Trecho do texto
──────────
Avanço de extremistas nas eleições regionais da Alemanha desloca o centro político para a direita

Brasil de Fato

Em 27 de fevereiro de 2022, o primeiro-ministro Olaf Scholz usou uma expressão para indicar mudança de era: Zeitenwende. Na visão dele, a invasão da Ucrânia pela Rússia interrompeu drasticamente uma relação de interdependência pacífica com a Rússia que havia durado mais de cinquenta anos.

Um aspecto crucial dessa relação foi o fornecimento ininterrupto de petróleo, gás e carvão russo de forma confiável, econômica e de boa qualidade, o que se tornou um dos pilares da força da indústria alemã. Os gastos com defesa haviam caído de cerca de 4% do PIB no início do governo Willy Brandt, no final da década de 1960, para menos de 1%.

Era uma mudança brusca para a qual a Alemanha não estava preparada. Não havia planos de contingência, nem sequer um terminal para receber gás natural liquefeito, caso fosse necessário. Essa mudança radical veio em cima de outros desafios ao modelo alemão, em particular a concorrência da tecnologia e manufatura chinesa, as crises climáticas e o impacto dos fluxos migratórios.
──────────
[Dados armazenados]

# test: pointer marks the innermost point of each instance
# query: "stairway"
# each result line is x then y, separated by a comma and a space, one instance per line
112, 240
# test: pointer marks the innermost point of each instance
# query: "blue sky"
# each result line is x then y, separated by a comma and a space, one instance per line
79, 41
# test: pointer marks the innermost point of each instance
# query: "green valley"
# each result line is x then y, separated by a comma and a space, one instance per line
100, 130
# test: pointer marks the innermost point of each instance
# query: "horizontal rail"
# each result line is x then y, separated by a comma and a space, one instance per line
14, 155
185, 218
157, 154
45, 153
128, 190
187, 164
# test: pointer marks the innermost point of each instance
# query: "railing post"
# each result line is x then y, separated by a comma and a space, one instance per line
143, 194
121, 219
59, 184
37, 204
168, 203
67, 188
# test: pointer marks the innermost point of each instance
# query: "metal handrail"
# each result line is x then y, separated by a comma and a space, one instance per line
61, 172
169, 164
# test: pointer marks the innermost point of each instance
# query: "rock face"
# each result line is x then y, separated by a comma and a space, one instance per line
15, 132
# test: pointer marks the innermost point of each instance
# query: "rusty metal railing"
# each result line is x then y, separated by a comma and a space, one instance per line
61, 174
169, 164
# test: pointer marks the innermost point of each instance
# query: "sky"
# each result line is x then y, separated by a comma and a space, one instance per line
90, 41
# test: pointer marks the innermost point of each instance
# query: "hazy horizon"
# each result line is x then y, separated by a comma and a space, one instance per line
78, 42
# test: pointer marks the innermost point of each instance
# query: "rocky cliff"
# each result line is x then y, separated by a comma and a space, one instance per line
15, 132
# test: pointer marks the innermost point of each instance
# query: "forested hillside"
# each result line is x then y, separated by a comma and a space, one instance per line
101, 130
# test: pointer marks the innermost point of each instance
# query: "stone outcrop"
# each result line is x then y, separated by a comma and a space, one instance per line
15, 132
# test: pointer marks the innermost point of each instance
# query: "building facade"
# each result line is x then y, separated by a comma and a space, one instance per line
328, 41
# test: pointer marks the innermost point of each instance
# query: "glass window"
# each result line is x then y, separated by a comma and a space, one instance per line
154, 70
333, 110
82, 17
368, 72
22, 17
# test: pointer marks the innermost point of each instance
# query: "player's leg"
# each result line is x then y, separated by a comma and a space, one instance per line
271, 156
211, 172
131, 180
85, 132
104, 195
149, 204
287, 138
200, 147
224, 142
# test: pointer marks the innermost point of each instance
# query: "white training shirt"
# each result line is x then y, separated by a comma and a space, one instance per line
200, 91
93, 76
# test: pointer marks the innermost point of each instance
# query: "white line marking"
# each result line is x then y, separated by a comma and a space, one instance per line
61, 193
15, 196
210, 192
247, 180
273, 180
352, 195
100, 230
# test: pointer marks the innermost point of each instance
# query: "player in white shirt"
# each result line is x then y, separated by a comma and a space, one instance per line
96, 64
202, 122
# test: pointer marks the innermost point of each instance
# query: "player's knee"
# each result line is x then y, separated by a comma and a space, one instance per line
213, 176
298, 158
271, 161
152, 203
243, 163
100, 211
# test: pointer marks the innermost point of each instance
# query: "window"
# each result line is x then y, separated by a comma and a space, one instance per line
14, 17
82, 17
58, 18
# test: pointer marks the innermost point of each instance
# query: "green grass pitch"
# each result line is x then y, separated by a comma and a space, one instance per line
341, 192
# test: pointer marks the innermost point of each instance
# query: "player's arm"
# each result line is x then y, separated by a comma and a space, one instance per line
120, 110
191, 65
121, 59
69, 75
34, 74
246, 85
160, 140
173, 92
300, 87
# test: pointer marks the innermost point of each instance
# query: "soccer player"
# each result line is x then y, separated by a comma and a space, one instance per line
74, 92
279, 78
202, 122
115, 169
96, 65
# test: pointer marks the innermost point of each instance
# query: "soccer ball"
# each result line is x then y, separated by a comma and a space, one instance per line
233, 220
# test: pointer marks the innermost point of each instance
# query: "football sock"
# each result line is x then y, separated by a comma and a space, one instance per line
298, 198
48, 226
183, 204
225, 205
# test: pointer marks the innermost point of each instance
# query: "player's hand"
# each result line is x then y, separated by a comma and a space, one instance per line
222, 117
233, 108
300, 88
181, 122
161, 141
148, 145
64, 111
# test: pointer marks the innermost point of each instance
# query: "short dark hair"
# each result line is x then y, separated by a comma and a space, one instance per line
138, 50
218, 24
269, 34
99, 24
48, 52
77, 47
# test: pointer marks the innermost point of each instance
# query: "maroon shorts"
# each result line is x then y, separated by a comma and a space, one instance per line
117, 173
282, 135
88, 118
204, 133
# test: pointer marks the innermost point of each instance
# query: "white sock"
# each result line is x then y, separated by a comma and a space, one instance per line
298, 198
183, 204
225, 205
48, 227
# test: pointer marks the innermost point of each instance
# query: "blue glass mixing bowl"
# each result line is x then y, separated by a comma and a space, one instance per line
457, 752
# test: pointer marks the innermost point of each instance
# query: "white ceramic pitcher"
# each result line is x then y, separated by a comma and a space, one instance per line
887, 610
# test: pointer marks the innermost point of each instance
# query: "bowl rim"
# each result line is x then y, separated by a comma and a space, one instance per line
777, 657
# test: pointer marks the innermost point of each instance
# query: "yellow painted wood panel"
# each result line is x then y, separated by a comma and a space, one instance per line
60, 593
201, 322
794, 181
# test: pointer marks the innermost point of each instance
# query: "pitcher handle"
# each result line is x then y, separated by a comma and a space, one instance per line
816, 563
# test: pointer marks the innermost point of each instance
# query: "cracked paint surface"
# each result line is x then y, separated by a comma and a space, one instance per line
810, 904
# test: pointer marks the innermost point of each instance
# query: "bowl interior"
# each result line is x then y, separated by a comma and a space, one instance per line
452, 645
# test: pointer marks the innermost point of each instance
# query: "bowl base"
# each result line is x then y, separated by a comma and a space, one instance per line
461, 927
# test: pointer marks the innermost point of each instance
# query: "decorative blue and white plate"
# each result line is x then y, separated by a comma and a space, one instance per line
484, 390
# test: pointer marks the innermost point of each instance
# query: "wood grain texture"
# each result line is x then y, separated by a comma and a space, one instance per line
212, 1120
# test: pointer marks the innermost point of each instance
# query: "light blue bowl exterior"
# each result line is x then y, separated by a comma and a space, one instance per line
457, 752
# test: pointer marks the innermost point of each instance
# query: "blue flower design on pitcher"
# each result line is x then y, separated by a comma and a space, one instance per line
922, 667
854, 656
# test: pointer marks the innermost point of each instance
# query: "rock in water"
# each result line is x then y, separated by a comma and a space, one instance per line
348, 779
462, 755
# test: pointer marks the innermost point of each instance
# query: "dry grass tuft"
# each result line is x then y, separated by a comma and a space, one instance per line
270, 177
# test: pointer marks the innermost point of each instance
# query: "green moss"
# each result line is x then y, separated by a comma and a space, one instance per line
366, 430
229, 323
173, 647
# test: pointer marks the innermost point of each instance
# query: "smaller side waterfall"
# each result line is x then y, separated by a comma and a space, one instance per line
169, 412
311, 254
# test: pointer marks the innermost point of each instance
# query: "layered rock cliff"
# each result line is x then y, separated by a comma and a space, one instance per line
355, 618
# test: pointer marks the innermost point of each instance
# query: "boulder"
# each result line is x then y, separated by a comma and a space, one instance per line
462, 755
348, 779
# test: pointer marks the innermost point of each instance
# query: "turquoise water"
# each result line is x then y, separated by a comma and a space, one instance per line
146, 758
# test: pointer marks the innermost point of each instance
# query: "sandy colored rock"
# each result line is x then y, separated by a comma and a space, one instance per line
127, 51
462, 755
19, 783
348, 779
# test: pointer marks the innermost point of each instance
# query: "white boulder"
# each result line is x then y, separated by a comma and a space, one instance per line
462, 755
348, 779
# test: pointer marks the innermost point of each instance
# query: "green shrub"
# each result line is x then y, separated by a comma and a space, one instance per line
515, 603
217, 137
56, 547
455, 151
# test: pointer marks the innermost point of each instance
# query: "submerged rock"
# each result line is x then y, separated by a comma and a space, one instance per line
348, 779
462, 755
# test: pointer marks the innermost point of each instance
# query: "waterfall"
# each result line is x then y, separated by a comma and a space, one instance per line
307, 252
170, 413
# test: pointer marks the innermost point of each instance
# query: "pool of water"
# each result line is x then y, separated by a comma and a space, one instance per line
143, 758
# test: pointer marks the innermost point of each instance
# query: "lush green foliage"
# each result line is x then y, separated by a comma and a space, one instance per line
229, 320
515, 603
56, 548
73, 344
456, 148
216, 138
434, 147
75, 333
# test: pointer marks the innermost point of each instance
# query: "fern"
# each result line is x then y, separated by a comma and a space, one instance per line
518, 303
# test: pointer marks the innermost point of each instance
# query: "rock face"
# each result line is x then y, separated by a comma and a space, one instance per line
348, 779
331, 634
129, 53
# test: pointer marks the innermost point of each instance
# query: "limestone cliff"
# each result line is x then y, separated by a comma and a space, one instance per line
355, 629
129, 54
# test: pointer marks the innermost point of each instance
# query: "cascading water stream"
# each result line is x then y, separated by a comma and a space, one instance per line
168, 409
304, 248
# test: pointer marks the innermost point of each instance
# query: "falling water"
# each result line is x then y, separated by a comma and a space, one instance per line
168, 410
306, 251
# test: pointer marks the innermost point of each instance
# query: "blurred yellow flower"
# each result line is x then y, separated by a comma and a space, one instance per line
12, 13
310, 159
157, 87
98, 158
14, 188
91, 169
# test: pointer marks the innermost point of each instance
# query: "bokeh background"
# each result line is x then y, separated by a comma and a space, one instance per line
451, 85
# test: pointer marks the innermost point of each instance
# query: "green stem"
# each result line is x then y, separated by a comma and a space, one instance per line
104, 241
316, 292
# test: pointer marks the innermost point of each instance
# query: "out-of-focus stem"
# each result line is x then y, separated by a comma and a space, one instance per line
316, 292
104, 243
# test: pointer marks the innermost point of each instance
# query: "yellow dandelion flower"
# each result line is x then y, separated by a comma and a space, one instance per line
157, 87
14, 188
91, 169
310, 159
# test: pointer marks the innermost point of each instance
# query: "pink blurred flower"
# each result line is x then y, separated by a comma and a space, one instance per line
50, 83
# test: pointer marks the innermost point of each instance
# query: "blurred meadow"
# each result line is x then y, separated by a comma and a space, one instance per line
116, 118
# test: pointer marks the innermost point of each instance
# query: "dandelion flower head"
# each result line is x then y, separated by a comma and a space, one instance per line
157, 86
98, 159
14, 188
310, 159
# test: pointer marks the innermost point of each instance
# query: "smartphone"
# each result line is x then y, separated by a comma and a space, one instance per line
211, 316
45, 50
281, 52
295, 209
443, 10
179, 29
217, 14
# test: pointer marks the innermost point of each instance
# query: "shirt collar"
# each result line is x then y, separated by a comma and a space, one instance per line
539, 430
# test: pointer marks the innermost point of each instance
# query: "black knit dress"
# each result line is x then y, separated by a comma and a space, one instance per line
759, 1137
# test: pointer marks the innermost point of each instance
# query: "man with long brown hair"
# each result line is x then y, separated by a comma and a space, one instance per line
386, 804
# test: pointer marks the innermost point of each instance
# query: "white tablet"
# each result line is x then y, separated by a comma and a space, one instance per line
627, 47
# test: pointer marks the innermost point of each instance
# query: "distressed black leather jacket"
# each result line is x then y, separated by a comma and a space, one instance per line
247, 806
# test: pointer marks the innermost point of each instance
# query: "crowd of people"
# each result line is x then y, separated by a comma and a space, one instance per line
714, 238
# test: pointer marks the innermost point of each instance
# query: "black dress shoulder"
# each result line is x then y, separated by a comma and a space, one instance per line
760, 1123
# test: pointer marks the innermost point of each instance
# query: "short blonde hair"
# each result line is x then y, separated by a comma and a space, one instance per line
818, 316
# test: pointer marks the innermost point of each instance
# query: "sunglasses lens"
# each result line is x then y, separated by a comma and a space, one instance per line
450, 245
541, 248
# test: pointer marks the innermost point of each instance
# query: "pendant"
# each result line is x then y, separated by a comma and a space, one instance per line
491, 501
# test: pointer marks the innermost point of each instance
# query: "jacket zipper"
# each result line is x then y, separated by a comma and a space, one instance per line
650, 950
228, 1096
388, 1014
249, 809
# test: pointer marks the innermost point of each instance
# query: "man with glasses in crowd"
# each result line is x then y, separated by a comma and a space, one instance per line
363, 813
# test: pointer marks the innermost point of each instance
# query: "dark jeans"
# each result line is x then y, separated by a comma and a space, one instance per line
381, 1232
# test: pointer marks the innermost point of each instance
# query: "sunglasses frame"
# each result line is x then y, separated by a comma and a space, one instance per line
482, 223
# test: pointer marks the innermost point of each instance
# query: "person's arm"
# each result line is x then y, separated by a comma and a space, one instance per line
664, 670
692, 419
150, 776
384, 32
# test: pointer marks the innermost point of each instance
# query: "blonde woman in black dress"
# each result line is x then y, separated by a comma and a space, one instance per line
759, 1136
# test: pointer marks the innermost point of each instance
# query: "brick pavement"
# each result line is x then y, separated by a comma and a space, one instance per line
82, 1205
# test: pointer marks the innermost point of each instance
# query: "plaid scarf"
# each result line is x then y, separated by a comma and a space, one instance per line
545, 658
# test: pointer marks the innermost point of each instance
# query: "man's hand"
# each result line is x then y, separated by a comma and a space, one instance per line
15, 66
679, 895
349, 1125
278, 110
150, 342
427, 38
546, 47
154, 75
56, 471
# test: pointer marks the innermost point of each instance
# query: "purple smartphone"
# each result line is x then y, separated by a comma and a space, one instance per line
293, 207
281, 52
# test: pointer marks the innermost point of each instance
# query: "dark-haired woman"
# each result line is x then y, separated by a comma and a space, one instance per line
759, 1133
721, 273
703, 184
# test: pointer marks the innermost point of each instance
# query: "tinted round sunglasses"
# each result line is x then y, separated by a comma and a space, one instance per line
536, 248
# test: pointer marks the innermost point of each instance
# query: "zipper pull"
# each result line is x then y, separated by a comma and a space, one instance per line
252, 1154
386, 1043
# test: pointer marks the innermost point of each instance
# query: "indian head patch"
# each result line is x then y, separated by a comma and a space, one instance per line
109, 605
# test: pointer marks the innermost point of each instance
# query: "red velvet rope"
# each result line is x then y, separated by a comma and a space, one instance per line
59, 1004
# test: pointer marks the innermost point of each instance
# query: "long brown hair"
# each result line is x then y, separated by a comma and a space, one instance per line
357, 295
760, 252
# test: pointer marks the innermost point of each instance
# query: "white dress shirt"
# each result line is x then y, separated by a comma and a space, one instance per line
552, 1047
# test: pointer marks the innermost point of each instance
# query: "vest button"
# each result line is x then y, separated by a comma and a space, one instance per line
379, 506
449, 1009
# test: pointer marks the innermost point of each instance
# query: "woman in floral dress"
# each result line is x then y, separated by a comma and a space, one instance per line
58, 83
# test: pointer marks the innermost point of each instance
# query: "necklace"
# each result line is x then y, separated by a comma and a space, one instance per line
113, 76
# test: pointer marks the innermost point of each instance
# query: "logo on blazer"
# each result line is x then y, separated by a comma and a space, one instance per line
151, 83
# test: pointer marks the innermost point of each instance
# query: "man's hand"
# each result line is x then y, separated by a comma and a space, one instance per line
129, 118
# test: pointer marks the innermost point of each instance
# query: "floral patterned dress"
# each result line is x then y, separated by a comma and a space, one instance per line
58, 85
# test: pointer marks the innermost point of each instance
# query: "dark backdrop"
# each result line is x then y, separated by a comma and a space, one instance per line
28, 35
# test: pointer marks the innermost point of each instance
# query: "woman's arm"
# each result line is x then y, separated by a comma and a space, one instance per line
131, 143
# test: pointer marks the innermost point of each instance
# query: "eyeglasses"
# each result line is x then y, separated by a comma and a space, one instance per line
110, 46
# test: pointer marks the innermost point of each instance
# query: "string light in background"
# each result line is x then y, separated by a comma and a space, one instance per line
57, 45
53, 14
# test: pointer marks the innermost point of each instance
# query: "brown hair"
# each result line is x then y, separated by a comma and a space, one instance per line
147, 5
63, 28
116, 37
──────────
Instruções da tarefa
Substitua "petróleo" por "urânio" e reescreva o trecho do texto sobre a mudança de era na Alemanha desde "Em 27 de fevereiro" até "menos de 1%.", inclusive.

Resposta escrita
Em 27 de fevereiro de 2022, o primeiro-ministro Olaf Scholz usou uma expressão para indicar mudança de era: Zeitenwende. Na visão dele, a invasão da Ucrânia pela Rússia interrompeu drasticamente uma relação de interdependência pacífica com a Rússia que havia durado mais de cinquenta anos.

Um aspecto crucial dessa relação foi o fornecimento ininterrupto de urânio, gás e carvão russo de forma confiável, econômica e de boa qualidade, o que se tornou um dos pilares da força da indústria alemã. Os gastos com defesa haviam caído de cerca de 4% do PIB no início do governo Willy Brandt, no final da década de 1960, para menos de 1%.